* START WORKING DATA *

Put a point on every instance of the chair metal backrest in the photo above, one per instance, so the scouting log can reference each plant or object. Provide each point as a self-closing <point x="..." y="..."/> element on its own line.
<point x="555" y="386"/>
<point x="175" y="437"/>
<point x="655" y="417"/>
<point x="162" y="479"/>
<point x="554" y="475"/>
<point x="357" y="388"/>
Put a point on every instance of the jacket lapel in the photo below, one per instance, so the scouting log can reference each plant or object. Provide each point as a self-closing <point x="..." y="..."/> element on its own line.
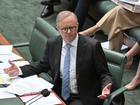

* END WORKING DATA *

_PROBLEM_
Please pull out each line of the records above that contains the string "element". Case counts.

_TASK RESULT_
Put a point on every instance of the chair metal backrest in the photo above, one per instance, so the scouting log can reference each plant or object. Provide each point as a self-closing <point x="..." y="..."/> element on its own line.
Put a point on every instance of the jacket lapel in the photo below, one per instance, so the scouting log can reference each plant or object. Provide each point as a self-closing <point x="..." y="..."/> element on its own line.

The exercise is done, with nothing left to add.